■ AS SUAS TAREFAS
**A)** Traduza para inglês a frase "A Camuanga é uma das últimas povoações a que temos acesso por picada.", retirada do texto sobre a Camuanga.
**B)** Prossiga o texto sobre a Camuanga a partir da última frase apresentada.

■ EXCERTO DA FONTE
********************

A Camuanga é uma das últimas povoações a que temos acesso por picada. É talvez a maior sanzala na zona. É nela que se encontra um grupo não pertencente à nossa Companhia, cujo apoio logístico está dependente de mim. Daí o terem prioritariamente pedido o nosso socorro, em vez do da sede da 3ª Companhia do Batalhão 4511, a que pertencemos.

A Camuanga está situada num planalto, rodeado de densa floresta e de várias elevações em toda a volta, algumas das quais bastante acidentadas e de grande altitude, que constituem uma muralha que não permite ter largos horizontes. Em qualquer extremidade da sanzala, tudo o que temos imediatamente à nossa frente é uma descida acentuada em direcção às inúmeras linhas de água, que engrossam o Cuango; e, ao longe, elevações de dorso irregular, escarpado e quase sem vegetação no topo, mas de encostas verdejantes, com árvores altíssimas e onde se circula com dificuldade.

A povoação é formada por elevado número de construções, que não correspondem ao número de famílias. E isto deve-se ao facto de que nem todas se destinam a habitação. Muitas constituem celeiros, com plataformas a cerca de um metro acima do solo, onde os nativos secam e guardam cereais, frutas e, sobretudo, a mandioca, base da alimentação da população.

Numa próxima visita, tenciono levar a máquina fotográfica e rolos de diapositivos, para uma recolha dos pormenores relativos às construções. Desta vez, tudo o que consegui foram três fotografias a preto e branco. O rolo estava no fim. Apenas deu para fotografar o acampamento militar, onde dormi com os meus homens, uma mulher a trabalhar com o pilão, junto à cubata, e dois soldados, a preparar-nos uma refeição quente, rodeados de uma legião de miúdos da sanzala. Prometo que, assim que tiver as fotografias, vos mandarei um exemplar de cada.

 

Mulher a trabalhar com o pilão. Camuanga (Angola-Sector de Uíje), em Janeiro de 1973.

Acabo de ser assaltado por um pensamento futuro do pai:

— Ouve lá, ficas parado o tempo todo na descrição da Camuanga? O que é que isso nos interessa? Avança lá com os factos. O que é que fizeram, depois de terem chegado à Camuanga?

********************

■ DADOS BRUTOS
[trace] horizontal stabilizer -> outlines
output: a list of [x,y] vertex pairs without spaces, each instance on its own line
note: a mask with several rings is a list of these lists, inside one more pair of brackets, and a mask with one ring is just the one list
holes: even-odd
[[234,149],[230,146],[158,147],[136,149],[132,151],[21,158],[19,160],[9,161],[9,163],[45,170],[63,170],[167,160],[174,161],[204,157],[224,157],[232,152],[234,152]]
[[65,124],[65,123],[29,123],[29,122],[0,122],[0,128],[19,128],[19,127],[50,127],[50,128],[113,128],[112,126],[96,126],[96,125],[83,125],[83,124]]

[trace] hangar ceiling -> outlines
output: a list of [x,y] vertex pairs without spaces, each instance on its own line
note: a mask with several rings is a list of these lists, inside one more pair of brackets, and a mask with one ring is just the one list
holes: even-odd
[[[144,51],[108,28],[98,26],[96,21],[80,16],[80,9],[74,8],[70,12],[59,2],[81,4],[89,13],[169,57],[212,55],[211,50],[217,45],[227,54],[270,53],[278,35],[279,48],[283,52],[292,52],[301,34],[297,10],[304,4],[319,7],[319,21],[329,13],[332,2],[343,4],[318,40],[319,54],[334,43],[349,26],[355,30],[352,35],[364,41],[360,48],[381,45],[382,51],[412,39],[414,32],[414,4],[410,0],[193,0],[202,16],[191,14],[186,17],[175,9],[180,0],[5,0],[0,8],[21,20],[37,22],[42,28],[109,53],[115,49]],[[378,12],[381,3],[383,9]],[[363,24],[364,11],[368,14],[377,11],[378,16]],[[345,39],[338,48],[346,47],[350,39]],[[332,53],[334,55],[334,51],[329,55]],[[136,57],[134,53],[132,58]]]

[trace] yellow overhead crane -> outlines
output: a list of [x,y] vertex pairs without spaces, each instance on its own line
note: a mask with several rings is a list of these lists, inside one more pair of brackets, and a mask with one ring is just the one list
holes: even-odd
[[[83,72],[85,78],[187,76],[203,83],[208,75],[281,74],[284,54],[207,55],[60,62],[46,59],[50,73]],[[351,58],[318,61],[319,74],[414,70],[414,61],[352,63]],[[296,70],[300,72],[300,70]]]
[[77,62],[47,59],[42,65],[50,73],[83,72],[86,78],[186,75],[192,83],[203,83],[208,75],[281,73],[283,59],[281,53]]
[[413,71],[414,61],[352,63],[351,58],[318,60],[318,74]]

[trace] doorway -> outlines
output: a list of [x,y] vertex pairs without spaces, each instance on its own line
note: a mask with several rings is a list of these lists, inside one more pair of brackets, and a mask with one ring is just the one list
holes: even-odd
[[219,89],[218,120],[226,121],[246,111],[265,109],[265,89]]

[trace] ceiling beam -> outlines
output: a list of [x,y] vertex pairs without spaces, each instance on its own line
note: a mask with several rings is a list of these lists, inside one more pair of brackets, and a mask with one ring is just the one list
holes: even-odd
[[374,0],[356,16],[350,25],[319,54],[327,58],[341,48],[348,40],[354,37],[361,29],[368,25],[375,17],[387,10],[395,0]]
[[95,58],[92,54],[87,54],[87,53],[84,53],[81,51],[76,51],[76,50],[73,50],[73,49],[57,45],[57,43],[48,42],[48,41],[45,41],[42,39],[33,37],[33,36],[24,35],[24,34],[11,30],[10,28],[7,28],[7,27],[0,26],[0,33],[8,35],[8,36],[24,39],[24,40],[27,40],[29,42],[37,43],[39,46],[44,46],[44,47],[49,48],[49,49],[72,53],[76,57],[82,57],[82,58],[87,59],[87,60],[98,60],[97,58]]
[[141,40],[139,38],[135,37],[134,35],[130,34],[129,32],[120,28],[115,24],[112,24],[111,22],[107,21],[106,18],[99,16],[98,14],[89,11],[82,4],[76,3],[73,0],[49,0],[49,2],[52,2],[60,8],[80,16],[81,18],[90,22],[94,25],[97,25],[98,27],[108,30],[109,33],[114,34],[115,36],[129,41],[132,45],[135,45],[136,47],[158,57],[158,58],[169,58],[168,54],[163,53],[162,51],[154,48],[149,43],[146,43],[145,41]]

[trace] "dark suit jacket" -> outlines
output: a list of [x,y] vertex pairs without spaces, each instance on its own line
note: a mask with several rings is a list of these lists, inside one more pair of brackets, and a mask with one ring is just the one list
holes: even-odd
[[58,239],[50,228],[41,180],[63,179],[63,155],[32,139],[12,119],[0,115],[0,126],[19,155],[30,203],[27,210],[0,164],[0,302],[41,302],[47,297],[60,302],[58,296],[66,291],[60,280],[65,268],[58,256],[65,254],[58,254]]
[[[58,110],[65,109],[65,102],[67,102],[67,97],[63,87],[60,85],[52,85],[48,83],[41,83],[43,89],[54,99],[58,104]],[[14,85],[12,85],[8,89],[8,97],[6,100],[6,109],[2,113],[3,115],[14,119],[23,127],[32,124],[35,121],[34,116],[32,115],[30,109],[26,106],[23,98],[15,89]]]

********************

■ OS RESULTADOS
**A)** Camuanga is one of the last settlements we can reach by a bush track.

**B)**
É preciso ter paciência. As descrições também são necessárias. Se não as fizer agora, que tenho os acontecimentos ainda recentes e a bailarem-me na massa cinzenta, depois apagam-se-me os dados e não será mais possível evocar as memórias da região. Já que não possuo sistemas visuais de registo dos factos, ao menos seja-me permitido recorrer ao poder evocador das palavras. Mas aceito a crítica e passo aos factos.

Após a recepção pelos soldados e nativos, que nos vieram esperar à entrada da sanzala, entrámos e subimos até à zona central e plana da povoação. Parámos os unimogues em frente ao amplo coberto de zinco, entre as tendas cónicas e ao lado de um abrigo, onde está instalado um morteiro. Fomos recebidos pelo furriel Amândio:

— Chegam numa boa altura. Vou mandar reforçar as doses, para almoçarem connosco.

— Não é necessário. Obrigado. Trazemos rações de combate.

— Não veio nenhum furriel com o alferes?

— Não era possível vir toda a gente. Para vir um deles, não teria vindo eu. Além disso, não temos mais viaturas disponíveis. Nem um rádio pudemos trazer, por falta de bateria. Para nossa segurança, dei prioridade aos milícias do chefe Francisco. Têm mais experiência do que nós. Mas o que é que sucedeu? Já fizeram uma patrulha de reconhecimento na zona?

— Fomos atacados durante a noite, por volta das onze horas. Passámos a noite nos abrigos. Foi quando enviámos a mensagem a pedir ajuda.

— Receberam a minha resposta? Só chegámos agora, porque viemos com a máxima precaução. Arrancámos do Alto Zaza ao amanhecer. Viemos devagar, com muita atenção, com receio de minas ou alguma emboscada. Por isso demorámos tantas horas. Mas fale-me do sucedido.

— Não há muito que dizer. Ouvimos vários disparos durante a noite. Passámos a noite nos abrigos. Não houve baixas.

— Não terá sido algum animal que tenha assustado as sentinelas e provocado os disparos?

— Não, alferes. Os disparos vieram de fora. Existe uma paliçada à volta da povoação, que impede a aproximação de animais. Só podiam ser terroristas.

— Está certo. Mas não fizeram uma patrulha de reconhecimento na área envolvente?

— Ainda não. Somos poucos homens. E a população retomou a vida normal.

— Isso não significa nada. Podem ter deixado algumas surpresas nos trilhos por onde vocês vão ao abastecimento da água. O que é que o Francisco pensa?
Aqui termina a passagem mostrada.